Excerpt provided:
As will be discussed in the next section, an effective supervisory program serves as a necessary counterbalance to the DCE incentives described above to ensure that a DCE's risk management program comports with applicable statutes and regulations. Supervisory agencies use these programs to evaluate whether DCE policies are adequate to protect against applicable risks and foster financial stability in the markets a DCE serves.
Section IV: Common Elements of Risk-Based Supervision
Today, the CFTC's and the SEC's supervisory programs for clearing entities (CEs) and the Board's supervisory program for FMUs have three primary elements in common: objectives that set forth the purpose of a CE or FMU evaluation, standards against which the CE or FMU is evaluated, and processes and tools for performing an evaluation. Additionally, if, in the course of an evaluation, supervisors find deficiencies, weaknesses, or significant unaddressed risks at a CE or FMU, then supervisors have recourse to a variety of corrective options, including formal enforcement actions.
This section briefly discusses key common elements of the supervisory programs of the CFTC, the SEC, and the Board.21 While each agency's program is unique, each uses these key elements. The CFTC and the SEC will use their existing supervisory programs to evaluate DCEs, incorporating information discussed in Section V of this report.
Risk-Focused Supervisory Objectives
A primary objective in supervision is to determine whether a CE or FMU meets the risk management requirements of the supervisor's governing statutes and regulations, both at a point in time and on an ongoing basis. An effective supervisory program enables a supervisor to gain a broader understanding of the risk profile and risk management processes, procedures, and controls of a DCE or FMU (i.e., its risk management framework) in order to fulfill this objective. In addition, the particular risks posed to and by a CE or FMU guide the supervisor in determining the focus of its supervisory program for that CE or FMU.

Tasks to carry out:
(a) In the excerpt on risk-based supervision, what three primary elements do the supervisory programs of the CFTC, the SEC, and the Board have in common?
(b) Using the excerpt on risk-based supervision, explain why an effective supervisory program helps a supervisor meet its primary objective.
(c) Carry on the excerpt on risk-based supervision from its last sentence.

Material supplied:
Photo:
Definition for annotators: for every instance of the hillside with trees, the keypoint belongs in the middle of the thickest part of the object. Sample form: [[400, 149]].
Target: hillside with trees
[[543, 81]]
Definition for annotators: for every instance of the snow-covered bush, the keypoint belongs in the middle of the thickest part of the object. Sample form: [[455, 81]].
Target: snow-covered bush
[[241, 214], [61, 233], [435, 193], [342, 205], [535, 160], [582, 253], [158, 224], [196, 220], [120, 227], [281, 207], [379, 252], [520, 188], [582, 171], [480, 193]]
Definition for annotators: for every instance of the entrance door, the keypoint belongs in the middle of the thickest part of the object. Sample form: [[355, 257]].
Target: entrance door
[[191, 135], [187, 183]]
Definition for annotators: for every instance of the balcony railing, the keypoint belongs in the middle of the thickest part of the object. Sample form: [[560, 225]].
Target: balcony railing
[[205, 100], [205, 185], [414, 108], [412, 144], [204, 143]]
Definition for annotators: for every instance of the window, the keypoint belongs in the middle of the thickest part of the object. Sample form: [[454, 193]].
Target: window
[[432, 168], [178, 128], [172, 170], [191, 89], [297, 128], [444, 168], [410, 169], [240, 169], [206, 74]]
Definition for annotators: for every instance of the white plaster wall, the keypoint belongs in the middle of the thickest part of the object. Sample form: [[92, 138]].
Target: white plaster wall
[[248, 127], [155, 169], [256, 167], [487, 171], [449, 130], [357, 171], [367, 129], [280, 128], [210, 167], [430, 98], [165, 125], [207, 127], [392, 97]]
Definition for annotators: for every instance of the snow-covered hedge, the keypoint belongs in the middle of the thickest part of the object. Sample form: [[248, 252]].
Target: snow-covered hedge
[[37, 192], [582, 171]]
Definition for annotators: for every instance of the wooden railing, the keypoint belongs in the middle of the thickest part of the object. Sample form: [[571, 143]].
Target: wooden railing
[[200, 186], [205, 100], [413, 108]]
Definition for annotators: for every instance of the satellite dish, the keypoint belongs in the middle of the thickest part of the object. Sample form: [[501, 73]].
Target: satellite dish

Solved problems:
(a) Objectives that set forth the purpose of an evaluation, standards against which the CE or FMU is evaluated, and processes and tools for performing an evaluation.

(b) The primary objective is to determine whether a CE or FMU meets the risk management requirements of the governing statutes and regulations, both at a point in time and on an ongoing basis. An effective program lets the supervisor gain a broader understanding of the entity's risk profile and its risk management processes, procedures, and controls, and that understanding is what allows the supervisor to fulfill the objective.

(c)
Risk Management Standards
Supervisory evaluation of a CE's or FMU's risk management framework begins with an assessment of that framework against standards that are established in statutory provisions, regulations, and policies. DCOs regulated by the CFTC must comply with all the applicable provisions of the CEA, including the DCO core principles established in Section 5b of the CEA and relevant CFTC regulations, which require the DCO to maintain adequate and appropriate risk management capabilities. Clearing agencies regulated by the SEC must comply with all applicable provisions of the Exchange Act, including Sections 17, 17A, and 19, and with the relevant rules and regulations adopted by the SEC, which require CAs to have the capacity to facilitate prompt and accurate clearance and settlement. Systemically important FMUs supervised by the Board are expected to meet risk management expectations set forth in its Policy on Payment System Risk, which incorporates recognized international risk management principles and minimum standards.
In addition to existing statutory and regulatory standards, the CFTC, the SEC, and the Board are conducting rulemaking processes designed to promulgate enhanced standards for DCEs and DFMUs consistent with Section 805 of Title VIII of the Act.22 In doing so, the agencies are required to take into consideration relevant international standards and other prudential requirements.23 International standards established by the Committee on Payment and Settlement Systems (CPSS) and the International Organization of Securities Commissions (IOSCO) provide a basis for management of risks in systemically important systems. The international standards also provide a common risk management framework and a set of minimum risk management principles across national jurisdictions, which allow national authorities to more effectively cooperate and address global systemic risk.24
Supervisory Processes and Tools
Supervisors use a variety of tools to assess a CE's or FMU's condition, develop reasoned conclusions, and induce corrective actions where needed. These may include evaluation at the initial registration or application processes, examinations, ongoing monitoring, cooperation with other domestic and foreign regulators, communication of findings, and agreements on corrective actions.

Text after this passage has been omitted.